Problem details
Find every line in the entries below that contains the word "mustache", and copy each of those lines.

Dataset extract

+ + +

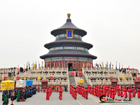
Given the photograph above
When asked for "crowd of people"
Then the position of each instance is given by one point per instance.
(20, 94)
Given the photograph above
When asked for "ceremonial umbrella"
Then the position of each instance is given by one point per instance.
(7, 85)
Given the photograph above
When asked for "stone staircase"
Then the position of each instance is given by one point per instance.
(85, 81)
(72, 80)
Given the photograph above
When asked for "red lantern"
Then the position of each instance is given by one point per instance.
(111, 78)
(17, 78)
(51, 77)
(139, 78)
(5, 78)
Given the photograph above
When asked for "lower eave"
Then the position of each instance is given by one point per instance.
(67, 55)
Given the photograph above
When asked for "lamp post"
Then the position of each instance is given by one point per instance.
(12, 96)
(23, 92)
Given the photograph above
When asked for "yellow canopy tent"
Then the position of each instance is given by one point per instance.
(7, 85)
(81, 81)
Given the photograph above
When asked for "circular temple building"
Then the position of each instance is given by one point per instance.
(68, 50)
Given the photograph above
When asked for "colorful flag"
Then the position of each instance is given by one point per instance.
(33, 64)
(128, 70)
(64, 64)
(18, 70)
(133, 72)
(39, 65)
(116, 65)
(119, 66)
(29, 64)
(122, 68)
(42, 64)
(103, 65)
(11, 72)
(110, 65)
(83, 65)
(24, 67)
(136, 73)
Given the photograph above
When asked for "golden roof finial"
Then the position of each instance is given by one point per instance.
(68, 15)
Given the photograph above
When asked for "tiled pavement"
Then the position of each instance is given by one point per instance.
(40, 99)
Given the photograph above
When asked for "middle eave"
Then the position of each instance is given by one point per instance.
(68, 43)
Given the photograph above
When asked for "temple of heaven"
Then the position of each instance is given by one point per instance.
(68, 50)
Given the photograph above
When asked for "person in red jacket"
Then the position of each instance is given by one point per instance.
(130, 95)
(60, 92)
(125, 93)
(47, 94)
(134, 91)
(85, 93)
(138, 92)
(121, 91)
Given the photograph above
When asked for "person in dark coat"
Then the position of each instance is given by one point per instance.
(65, 88)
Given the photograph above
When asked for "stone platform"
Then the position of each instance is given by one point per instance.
(40, 99)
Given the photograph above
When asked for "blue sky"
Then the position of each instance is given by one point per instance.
(112, 27)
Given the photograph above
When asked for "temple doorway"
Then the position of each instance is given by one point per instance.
(69, 66)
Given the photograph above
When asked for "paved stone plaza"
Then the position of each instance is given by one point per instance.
(40, 99)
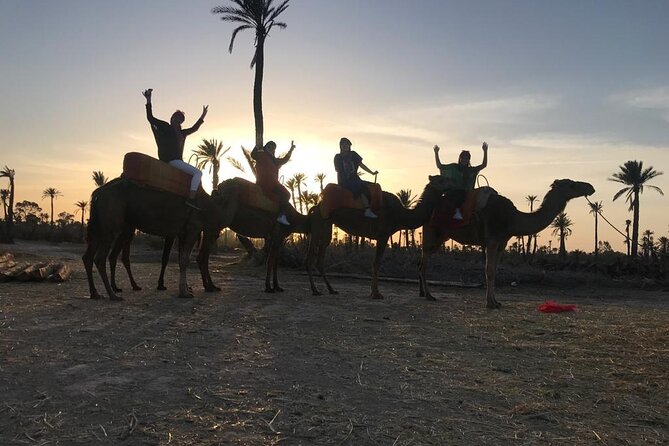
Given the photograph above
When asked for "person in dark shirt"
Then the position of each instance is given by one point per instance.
(347, 163)
(267, 177)
(170, 139)
(462, 174)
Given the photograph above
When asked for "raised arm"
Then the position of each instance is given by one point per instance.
(149, 110)
(485, 156)
(198, 123)
(284, 159)
(436, 157)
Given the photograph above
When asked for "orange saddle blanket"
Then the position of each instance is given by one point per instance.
(442, 216)
(155, 174)
(336, 197)
(252, 195)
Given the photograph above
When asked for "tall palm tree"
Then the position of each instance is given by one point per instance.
(647, 243)
(81, 207)
(407, 200)
(300, 179)
(320, 178)
(531, 199)
(209, 152)
(562, 228)
(52, 193)
(4, 196)
(290, 184)
(99, 178)
(596, 209)
(633, 175)
(7, 236)
(258, 15)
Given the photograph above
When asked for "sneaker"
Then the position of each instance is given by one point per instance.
(191, 203)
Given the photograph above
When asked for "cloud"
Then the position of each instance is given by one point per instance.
(649, 99)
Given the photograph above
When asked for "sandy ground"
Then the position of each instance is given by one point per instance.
(243, 367)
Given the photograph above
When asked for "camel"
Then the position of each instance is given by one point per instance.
(493, 226)
(121, 206)
(392, 217)
(122, 246)
(255, 222)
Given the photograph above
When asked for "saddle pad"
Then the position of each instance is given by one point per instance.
(475, 200)
(250, 194)
(155, 174)
(336, 197)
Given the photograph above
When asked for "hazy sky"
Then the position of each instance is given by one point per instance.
(568, 89)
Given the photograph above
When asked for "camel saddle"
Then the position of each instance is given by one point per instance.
(155, 174)
(251, 195)
(335, 196)
(475, 201)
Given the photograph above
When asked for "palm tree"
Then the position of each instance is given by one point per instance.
(633, 175)
(7, 236)
(52, 193)
(647, 243)
(320, 178)
(81, 206)
(531, 199)
(300, 179)
(561, 228)
(4, 196)
(259, 15)
(664, 243)
(290, 184)
(596, 209)
(209, 152)
(99, 178)
(407, 200)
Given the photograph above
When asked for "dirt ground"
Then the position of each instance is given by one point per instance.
(242, 367)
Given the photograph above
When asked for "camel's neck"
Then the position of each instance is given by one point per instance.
(419, 214)
(523, 223)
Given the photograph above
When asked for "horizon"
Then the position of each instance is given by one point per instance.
(565, 90)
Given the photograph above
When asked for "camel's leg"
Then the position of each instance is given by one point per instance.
(186, 243)
(381, 244)
(422, 280)
(125, 258)
(101, 264)
(321, 268)
(276, 248)
(314, 246)
(165, 259)
(87, 258)
(493, 252)
(203, 261)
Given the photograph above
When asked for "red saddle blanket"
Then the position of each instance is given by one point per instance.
(442, 216)
(155, 174)
(336, 197)
(250, 194)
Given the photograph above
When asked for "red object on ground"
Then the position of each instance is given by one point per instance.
(550, 306)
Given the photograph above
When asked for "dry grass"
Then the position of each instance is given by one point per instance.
(248, 368)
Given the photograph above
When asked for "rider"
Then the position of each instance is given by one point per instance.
(347, 162)
(170, 138)
(267, 177)
(462, 174)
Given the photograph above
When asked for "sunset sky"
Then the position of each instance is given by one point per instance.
(568, 89)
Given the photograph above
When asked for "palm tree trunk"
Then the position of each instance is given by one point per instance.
(635, 224)
(257, 90)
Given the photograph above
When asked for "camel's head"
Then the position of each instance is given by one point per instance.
(572, 189)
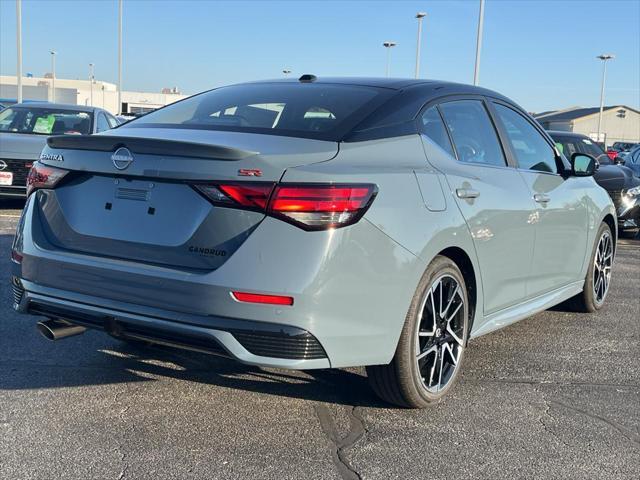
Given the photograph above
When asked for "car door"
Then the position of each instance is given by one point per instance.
(490, 194)
(561, 210)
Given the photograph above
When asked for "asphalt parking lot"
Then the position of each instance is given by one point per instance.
(554, 396)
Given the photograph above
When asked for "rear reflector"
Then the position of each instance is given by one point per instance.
(43, 176)
(318, 207)
(260, 298)
(308, 206)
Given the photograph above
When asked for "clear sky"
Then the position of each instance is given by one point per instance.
(540, 53)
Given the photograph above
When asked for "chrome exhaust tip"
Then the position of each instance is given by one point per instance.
(56, 329)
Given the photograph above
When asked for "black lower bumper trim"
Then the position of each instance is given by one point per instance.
(258, 338)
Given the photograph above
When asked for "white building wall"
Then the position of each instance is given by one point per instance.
(81, 92)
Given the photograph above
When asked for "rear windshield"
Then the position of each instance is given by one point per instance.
(319, 111)
(45, 121)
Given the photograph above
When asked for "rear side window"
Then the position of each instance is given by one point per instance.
(102, 124)
(530, 148)
(473, 134)
(432, 126)
(321, 111)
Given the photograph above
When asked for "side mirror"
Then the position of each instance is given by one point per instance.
(583, 165)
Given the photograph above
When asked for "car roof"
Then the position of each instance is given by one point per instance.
(58, 106)
(390, 83)
(560, 133)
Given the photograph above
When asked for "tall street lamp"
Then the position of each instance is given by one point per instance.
(476, 72)
(19, 46)
(91, 82)
(389, 46)
(604, 58)
(53, 75)
(419, 16)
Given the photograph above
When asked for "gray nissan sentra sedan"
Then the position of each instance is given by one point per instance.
(315, 223)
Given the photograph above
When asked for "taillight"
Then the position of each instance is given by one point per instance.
(318, 207)
(308, 206)
(262, 298)
(43, 176)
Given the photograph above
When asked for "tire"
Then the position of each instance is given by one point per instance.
(590, 300)
(410, 379)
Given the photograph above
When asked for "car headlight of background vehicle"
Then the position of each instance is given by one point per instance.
(633, 192)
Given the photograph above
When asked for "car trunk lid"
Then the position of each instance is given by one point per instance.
(146, 209)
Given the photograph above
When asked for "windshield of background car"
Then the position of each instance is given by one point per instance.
(308, 110)
(570, 145)
(45, 121)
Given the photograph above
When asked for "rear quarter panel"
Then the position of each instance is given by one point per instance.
(422, 223)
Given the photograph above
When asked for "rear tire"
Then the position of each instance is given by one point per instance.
(431, 346)
(598, 279)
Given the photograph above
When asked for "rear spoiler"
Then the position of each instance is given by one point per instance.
(150, 146)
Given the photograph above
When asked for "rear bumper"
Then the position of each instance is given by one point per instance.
(255, 343)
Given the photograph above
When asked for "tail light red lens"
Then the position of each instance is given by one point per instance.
(318, 207)
(308, 206)
(261, 298)
(43, 176)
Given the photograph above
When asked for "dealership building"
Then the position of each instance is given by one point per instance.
(620, 123)
(85, 92)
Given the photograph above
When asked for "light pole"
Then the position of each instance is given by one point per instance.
(53, 75)
(604, 58)
(476, 72)
(91, 82)
(119, 108)
(389, 46)
(19, 45)
(419, 16)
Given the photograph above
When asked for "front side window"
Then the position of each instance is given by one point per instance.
(570, 145)
(321, 111)
(530, 148)
(432, 126)
(45, 121)
(472, 131)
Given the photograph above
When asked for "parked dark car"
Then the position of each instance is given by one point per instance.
(632, 160)
(619, 181)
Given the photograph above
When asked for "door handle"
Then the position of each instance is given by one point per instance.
(467, 193)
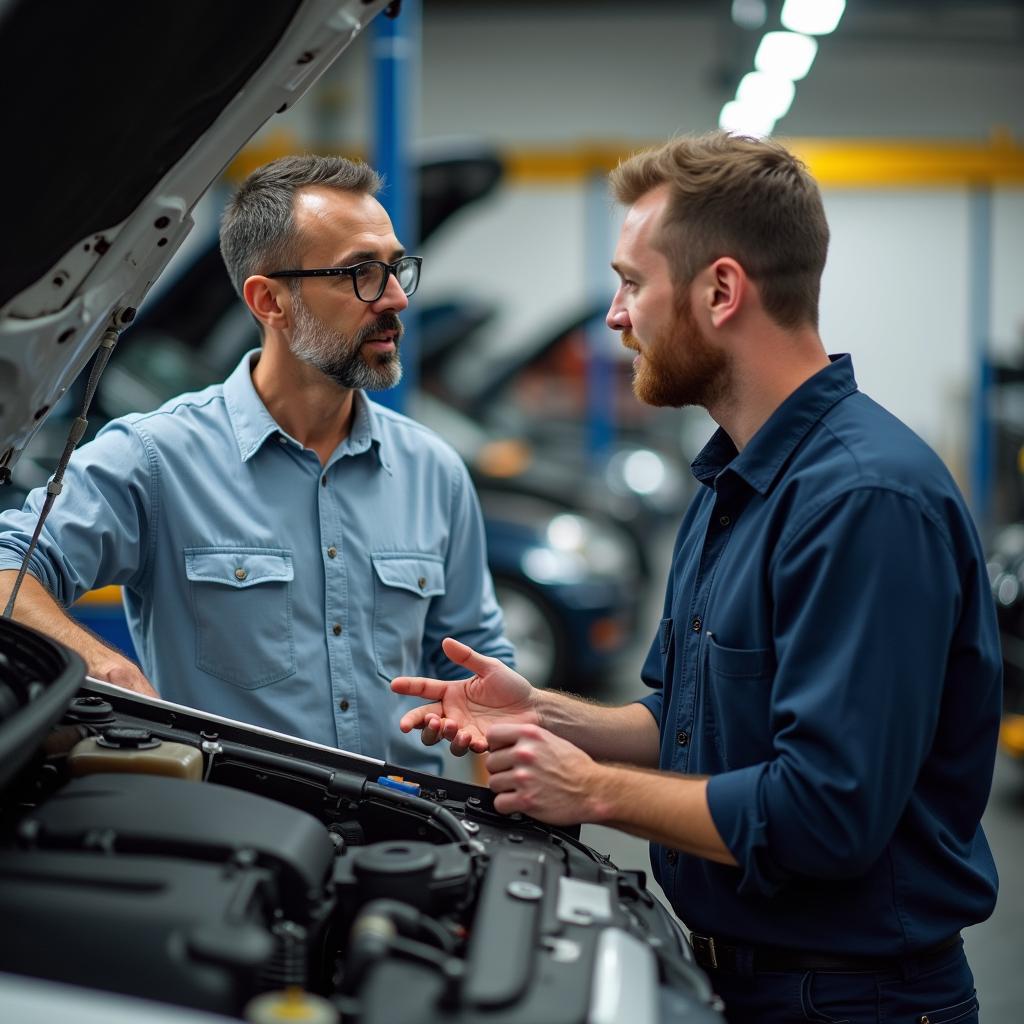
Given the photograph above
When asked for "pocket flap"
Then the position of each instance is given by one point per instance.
(416, 573)
(239, 566)
(740, 664)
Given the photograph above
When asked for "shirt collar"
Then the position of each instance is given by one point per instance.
(760, 463)
(253, 424)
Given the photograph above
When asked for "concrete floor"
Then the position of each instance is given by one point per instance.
(995, 947)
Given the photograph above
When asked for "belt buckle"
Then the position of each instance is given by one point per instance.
(704, 948)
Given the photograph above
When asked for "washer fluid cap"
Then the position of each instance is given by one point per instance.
(90, 709)
(395, 858)
(123, 738)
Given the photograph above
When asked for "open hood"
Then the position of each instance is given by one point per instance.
(121, 115)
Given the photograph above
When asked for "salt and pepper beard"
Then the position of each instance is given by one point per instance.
(340, 356)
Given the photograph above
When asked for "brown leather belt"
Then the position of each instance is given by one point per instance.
(720, 954)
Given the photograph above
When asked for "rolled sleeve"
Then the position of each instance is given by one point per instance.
(94, 532)
(857, 691)
(468, 608)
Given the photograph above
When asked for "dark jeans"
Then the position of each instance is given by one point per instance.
(939, 990)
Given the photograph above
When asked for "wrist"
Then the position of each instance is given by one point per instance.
(603, 791)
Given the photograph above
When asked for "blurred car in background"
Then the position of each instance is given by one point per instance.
(162, 864)
(1006, 574)
(567, 572)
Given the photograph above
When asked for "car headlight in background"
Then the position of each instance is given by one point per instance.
(645, 474)
(579, 547)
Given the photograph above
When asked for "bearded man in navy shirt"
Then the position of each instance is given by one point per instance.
(814, 757)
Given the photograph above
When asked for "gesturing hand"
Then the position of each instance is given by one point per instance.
(462, 711)
(121, 672)
(541, 774)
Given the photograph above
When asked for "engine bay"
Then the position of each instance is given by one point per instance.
(158, 852)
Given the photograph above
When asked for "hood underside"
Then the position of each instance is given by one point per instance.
(122, 117)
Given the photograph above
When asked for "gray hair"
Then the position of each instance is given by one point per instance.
(257, 229)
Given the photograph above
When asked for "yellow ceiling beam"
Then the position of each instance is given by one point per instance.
(836, 163)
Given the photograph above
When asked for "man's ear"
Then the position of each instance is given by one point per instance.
(268, 301)
(726, 291)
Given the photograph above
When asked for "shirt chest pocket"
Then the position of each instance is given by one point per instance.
(737, 695)
(403, 585)
(242, 603)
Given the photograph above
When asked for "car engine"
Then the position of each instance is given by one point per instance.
(158, 852)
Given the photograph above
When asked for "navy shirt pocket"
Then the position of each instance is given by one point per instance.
(737, 695)
(403, 584)
(242, 604)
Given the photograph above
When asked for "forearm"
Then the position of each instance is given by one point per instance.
(628, 734)
(663, 808)
(36, 607)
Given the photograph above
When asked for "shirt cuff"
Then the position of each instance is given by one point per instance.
(653, 702)
(734, 802)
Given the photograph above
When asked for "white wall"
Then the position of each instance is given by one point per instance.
(896, 289)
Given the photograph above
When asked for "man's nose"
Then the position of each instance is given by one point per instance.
(617, 318)
(394, 298)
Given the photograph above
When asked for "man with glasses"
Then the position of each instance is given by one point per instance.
(285, 545)
(812, 761)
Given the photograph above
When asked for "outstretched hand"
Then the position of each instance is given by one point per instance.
(463, 711)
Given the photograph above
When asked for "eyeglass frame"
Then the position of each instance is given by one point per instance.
(350, 271)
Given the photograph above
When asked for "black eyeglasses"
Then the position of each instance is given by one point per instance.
(369, 279)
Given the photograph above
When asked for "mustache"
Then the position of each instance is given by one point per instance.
(384, 324)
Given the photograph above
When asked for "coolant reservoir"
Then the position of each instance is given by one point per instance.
(135, 751)
(291, 1006)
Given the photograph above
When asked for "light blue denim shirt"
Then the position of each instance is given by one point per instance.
(263, 586)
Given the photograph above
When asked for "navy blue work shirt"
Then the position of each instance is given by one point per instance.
(829, 656)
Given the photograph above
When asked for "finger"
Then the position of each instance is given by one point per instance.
(465, 655)
(462, 742)
(507, 733)
(419, 686)
(431, 731)
(418, 717)
(501, 760)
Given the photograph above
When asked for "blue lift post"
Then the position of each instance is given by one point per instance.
(396, 48)
(600, 363)
(980, 314)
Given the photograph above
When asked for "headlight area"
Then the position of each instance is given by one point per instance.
(579, 547)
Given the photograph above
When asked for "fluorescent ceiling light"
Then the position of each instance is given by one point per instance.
(750, 13)
(787, 54)
(740, 119)
(814, 17)
(770, 92)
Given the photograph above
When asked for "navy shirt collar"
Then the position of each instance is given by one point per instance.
(759, 464)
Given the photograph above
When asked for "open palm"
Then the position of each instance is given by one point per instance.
(462, 711)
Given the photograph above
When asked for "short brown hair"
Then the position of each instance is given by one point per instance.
(749, 199)
(257, 229)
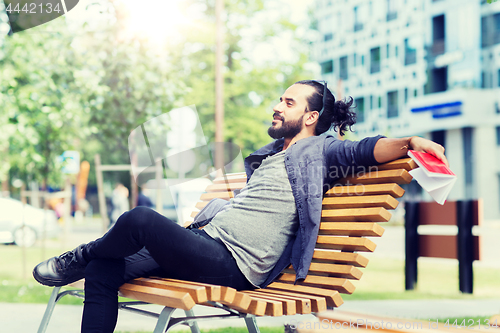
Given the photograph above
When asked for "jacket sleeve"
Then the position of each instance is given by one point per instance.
(345, 153)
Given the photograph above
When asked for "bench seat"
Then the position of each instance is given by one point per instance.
(351, 210)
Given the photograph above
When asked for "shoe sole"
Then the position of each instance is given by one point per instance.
(51, 283)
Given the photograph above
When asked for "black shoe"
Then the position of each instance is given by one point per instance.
(59, 271)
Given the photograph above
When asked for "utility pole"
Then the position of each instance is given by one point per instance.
(219, 86)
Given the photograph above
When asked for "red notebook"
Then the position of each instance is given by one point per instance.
(433, 175)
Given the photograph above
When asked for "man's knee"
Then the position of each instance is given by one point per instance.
(137, 216)
(108, 273)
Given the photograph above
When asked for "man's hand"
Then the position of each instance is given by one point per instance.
(387, 150)
(420, 144)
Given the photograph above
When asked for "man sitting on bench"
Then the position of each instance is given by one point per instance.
(271, 223)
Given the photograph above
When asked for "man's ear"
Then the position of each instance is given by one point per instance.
(312, 117)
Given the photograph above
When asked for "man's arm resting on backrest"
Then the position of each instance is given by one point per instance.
(388, 149)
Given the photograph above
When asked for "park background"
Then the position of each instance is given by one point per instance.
(84, 81)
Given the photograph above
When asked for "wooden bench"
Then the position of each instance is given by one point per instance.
(351, 210)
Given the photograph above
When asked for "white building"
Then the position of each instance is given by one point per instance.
(422, 67)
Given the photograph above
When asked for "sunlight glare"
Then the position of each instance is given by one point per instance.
(156, 20)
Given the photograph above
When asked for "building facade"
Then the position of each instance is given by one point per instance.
(422, 67)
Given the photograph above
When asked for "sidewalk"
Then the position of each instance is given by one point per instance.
(25, 318)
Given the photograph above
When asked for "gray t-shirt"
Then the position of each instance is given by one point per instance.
(258, 223)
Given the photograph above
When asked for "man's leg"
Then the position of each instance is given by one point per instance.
(181, 253)
(103, 277)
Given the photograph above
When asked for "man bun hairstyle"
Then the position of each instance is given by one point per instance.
(336, 114)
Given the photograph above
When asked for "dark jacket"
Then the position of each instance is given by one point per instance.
(313, 164)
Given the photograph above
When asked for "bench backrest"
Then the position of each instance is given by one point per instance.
(351, 210)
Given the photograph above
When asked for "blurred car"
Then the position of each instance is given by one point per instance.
(38, 223)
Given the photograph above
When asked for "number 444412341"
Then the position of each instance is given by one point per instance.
(471, 323)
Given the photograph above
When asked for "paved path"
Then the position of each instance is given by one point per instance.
(25, 318)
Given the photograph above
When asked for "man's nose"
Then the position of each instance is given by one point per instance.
(279, 107)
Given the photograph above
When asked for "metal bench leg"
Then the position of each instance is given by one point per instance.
(163, 319)
(193, 324)
(48, 310)
(251, 324)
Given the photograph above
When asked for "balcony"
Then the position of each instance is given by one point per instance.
(392, 16)
(375, 67)
(438, 47)
(392, 111)
(410, 57)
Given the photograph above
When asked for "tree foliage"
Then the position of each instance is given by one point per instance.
(86, 88)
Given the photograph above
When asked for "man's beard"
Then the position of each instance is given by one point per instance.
(287, 130)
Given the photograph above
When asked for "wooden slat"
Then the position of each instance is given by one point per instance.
(198, 293)
(236, 177)
(287, 305)
(225, 187)
(402, 163)
(399, 176)
(371, 189)
(334, 270)
(332, 297)
(349, 244)
(239, 301)
(257, 307)
(174, 299)
(341, 285)
(373, 214)
(213, 195)
(330, 256)
(351, 229)
(304, 303)
(213, 291)
(386, 201)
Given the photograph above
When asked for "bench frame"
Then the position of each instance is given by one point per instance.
(318, 293)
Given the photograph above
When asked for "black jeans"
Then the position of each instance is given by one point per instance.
(144, 243)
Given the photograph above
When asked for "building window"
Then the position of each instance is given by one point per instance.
(410, 51)
(490, 30)
(437, 80)
(438, 35)
(392, 104)
(375, 60)
(360, 109)
(358, 25)
(468, 160)
(343, 68)
(327, 67)
(392, 12)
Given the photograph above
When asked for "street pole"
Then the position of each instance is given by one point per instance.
(219, 87)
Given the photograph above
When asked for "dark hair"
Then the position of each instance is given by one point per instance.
(337, 114)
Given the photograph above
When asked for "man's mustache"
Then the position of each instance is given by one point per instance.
(279, 116)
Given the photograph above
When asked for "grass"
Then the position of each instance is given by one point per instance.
(227, 330)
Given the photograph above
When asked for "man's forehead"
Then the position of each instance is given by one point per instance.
(298, 92)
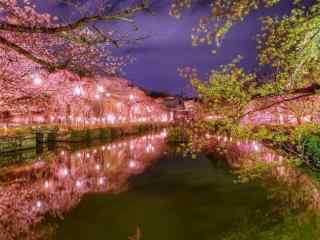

+ + +

Result below
When asked for "mustache"
When asked for "man's mustache"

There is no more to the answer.